[Cosa devi fare] Individua nel materiale tutte le righe in cui compare la parola "concrete" e ricopiale una per una. Le maiuscole e le minuscole contano.

Estratti di dati per l'etichettatura delle posizioni:
= = = = = = =

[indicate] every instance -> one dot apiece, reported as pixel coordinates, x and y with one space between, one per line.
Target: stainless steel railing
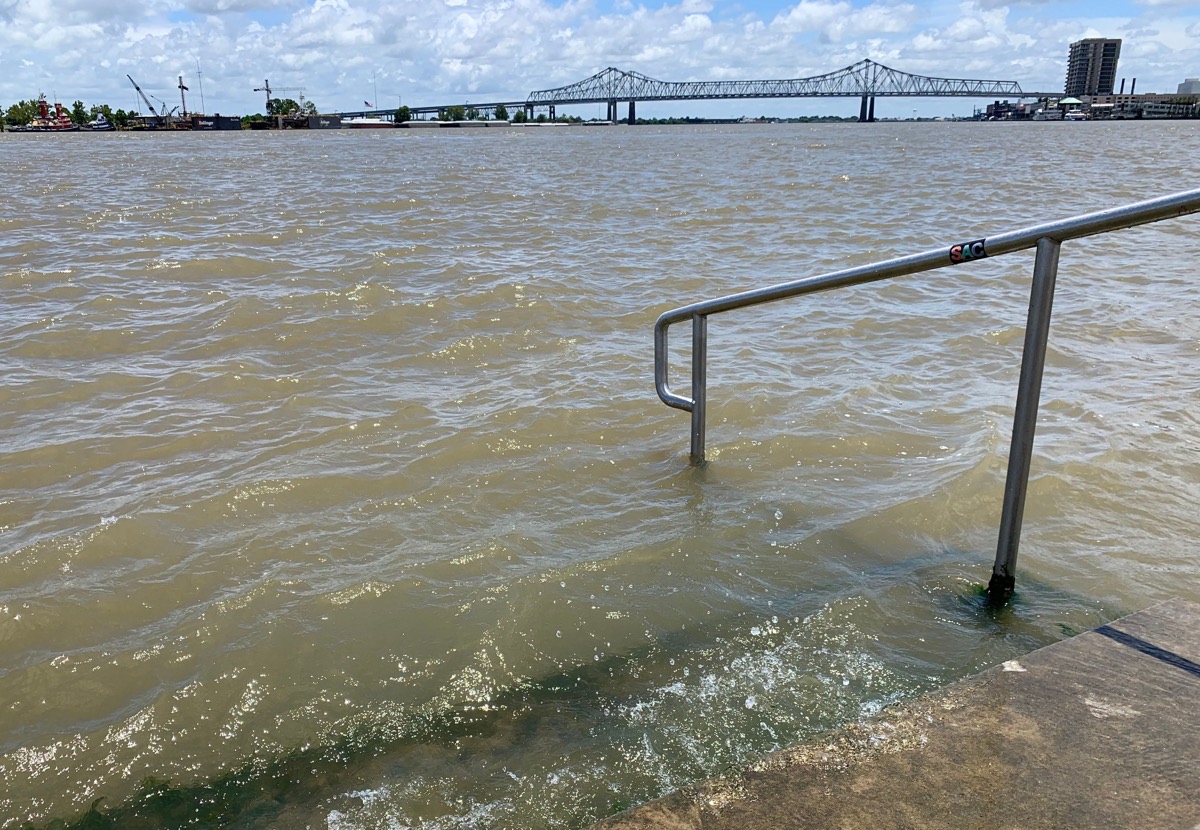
1048 240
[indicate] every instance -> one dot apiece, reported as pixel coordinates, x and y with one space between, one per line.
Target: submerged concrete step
1099 731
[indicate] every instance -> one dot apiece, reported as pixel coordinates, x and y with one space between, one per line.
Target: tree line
23 112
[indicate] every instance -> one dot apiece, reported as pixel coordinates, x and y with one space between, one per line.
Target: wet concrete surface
1099 731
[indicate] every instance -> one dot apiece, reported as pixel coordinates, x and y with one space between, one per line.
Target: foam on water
343 498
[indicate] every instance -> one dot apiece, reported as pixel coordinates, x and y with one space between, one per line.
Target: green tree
21 113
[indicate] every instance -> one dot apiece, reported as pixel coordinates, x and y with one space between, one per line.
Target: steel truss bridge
865 80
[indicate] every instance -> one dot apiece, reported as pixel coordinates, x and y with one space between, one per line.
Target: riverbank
1092 732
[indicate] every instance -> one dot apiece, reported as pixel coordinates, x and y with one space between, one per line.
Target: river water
336 493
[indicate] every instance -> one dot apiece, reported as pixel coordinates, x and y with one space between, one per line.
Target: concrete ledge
1099 731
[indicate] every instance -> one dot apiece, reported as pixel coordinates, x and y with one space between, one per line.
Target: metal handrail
1048 240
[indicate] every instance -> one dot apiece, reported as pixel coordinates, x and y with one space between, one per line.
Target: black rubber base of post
1000 589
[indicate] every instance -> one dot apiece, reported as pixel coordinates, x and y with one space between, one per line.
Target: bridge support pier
867 109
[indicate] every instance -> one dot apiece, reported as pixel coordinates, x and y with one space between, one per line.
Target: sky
343 54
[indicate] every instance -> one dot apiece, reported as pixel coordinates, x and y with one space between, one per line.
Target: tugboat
45 122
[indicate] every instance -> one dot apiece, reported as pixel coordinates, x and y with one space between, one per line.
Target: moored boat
59 122
365 121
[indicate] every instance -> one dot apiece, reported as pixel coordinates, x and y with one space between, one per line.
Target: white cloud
442 50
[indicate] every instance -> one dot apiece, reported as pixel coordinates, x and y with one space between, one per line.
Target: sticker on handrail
969 251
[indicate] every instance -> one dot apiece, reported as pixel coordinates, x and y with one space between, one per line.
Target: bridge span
865 80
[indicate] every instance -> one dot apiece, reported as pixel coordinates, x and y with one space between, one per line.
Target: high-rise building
1092 66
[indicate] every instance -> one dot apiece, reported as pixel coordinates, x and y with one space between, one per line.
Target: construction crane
159 119
181 96
267 88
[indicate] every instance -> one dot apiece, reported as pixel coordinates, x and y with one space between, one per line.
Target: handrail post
699 384
1025 417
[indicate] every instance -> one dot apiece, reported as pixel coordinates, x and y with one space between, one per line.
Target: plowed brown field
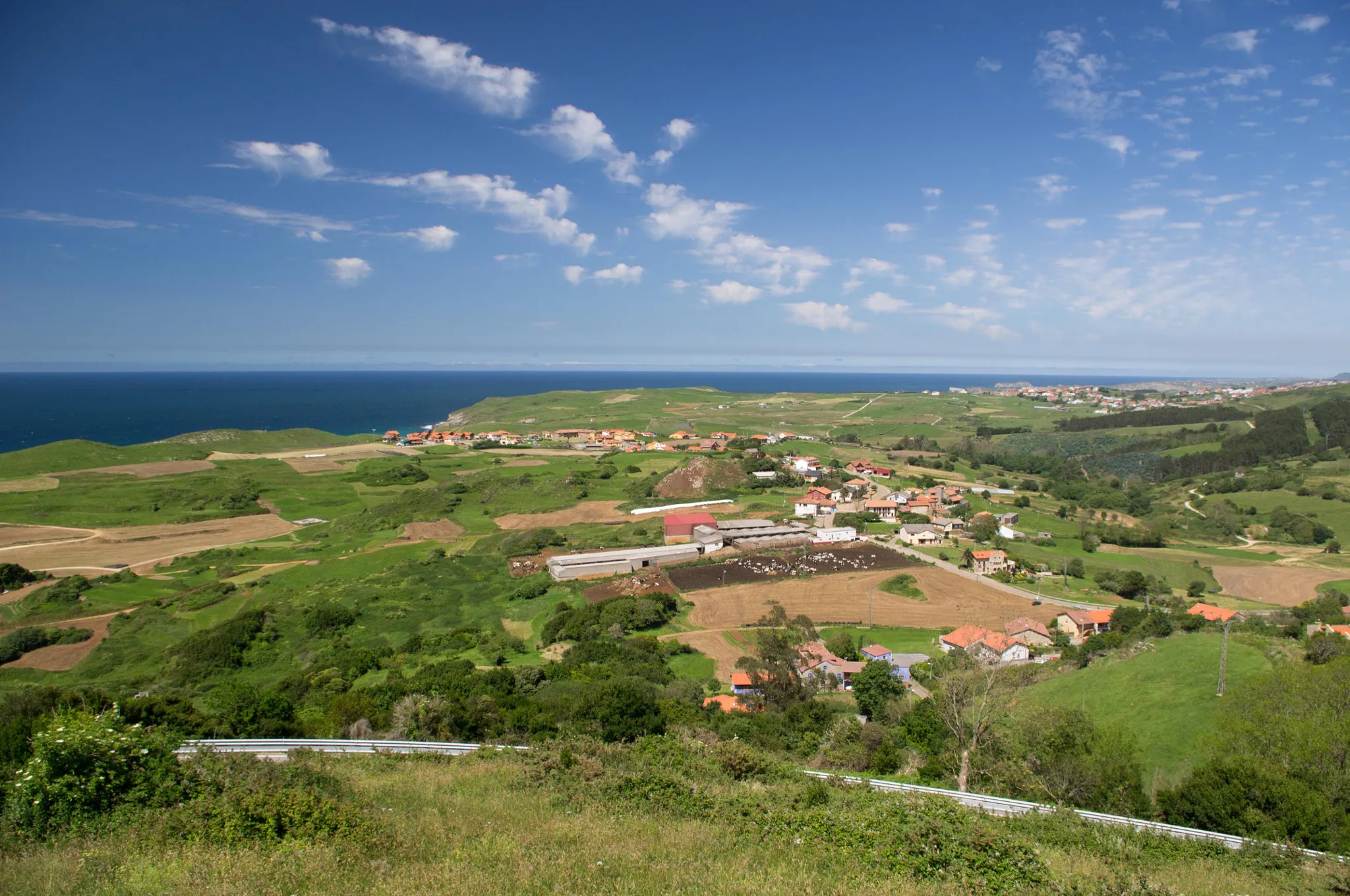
952 601
1285 586
60 658
141 547
585 512
716 646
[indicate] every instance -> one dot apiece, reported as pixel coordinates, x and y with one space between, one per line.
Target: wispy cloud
1052 186
1308 23
1142 213
308 226
732 293
708 225
67 220
304 159
446 67
538 213
823 316
1237 41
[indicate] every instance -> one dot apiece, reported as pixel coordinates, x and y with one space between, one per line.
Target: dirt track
952 602
141 547
1285 586
60 658
585 512
37 535
431 530
144 471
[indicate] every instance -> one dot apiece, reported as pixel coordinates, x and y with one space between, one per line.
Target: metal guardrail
1003 806
277 746
983 802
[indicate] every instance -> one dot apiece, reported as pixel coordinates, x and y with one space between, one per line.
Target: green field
1164 696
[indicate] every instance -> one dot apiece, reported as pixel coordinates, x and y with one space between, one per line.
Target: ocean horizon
130 408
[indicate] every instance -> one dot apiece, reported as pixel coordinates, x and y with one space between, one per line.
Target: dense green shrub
82 767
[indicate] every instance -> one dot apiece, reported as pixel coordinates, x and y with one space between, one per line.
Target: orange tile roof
966 636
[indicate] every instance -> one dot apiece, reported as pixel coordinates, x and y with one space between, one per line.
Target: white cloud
680 132
1239 41
539 213
305 159
784 269
732 293
305 226
434 239
622 273
823 316
1308 23
1223 200
581 135
1142 213
1177 157
1114 142
885 304
968 319
1052 186
349 270
446 67
68 220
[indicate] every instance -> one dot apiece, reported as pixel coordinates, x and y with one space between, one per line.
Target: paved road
987 582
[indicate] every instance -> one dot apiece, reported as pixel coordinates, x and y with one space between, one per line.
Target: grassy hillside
80 454
660 817
1165 696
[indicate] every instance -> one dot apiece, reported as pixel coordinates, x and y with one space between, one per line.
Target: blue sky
1154 186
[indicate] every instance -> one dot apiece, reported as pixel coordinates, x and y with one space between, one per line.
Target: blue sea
130 408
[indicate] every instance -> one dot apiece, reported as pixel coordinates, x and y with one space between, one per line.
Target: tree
774 673
971 705
874 687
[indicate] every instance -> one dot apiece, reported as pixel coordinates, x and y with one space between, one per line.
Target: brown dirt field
37 535
698 477
60 658
775 567
144 546
716 646
32 484
431 530
952 601
312 464
144 471
585 512
644 582
1285 586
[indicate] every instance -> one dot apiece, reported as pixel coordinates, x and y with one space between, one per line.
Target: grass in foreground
1165 696
663 817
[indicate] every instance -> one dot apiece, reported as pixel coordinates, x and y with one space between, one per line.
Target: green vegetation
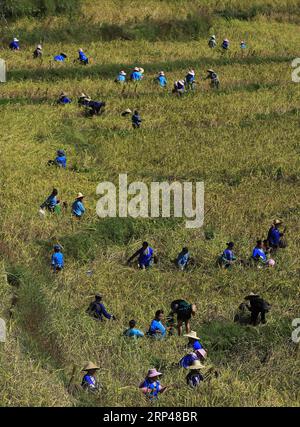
243 141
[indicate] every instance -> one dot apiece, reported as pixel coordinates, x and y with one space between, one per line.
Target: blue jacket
121 78
57 260
258 253
78 208
157 326
59 58
162 81
136 76
14 45
61 161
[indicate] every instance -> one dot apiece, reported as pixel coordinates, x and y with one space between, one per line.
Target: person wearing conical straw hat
78 208
195 376
193 341
184 311
275 236
151 386
212 42
89 381
14 45
38 52
161 79
258 306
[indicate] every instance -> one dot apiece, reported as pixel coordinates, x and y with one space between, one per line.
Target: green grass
241 141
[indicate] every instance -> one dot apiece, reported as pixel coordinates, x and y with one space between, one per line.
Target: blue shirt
61 161
136 76
121 78
228 255
190 78
57 260
82 56
77 208
132 332
14 45
59 58
155 326
182 259
259 253
162 81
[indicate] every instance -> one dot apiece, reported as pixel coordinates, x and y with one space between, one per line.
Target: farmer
38 52
60 58
83 59
136 120
184 312
258 253
257 306
97 310
132 331
190 79
161 79
194 341
183 259
14 45
228 258
225 44
89 381
151 386
136 75
212 42
78 208
57 259
84 100
145 256
64 99
214 79
179 87
275 235
195 376
51 201
157 329
121 77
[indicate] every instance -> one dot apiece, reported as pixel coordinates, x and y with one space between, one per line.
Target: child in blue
157 329
57 259
136 75
64 99
82 57
78 208
14 45
121 77
190 79
161 79
61 159
145 256
136 120
225 44
183 259
60 58
132 331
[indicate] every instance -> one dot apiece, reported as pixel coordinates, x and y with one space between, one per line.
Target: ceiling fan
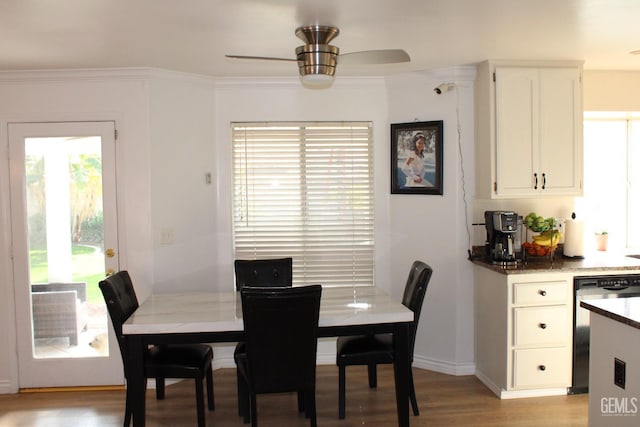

= = = = = = =

[Risultato completo]
Target: submerged concrete step
Target: wet concrete surface
Target: concrete ledge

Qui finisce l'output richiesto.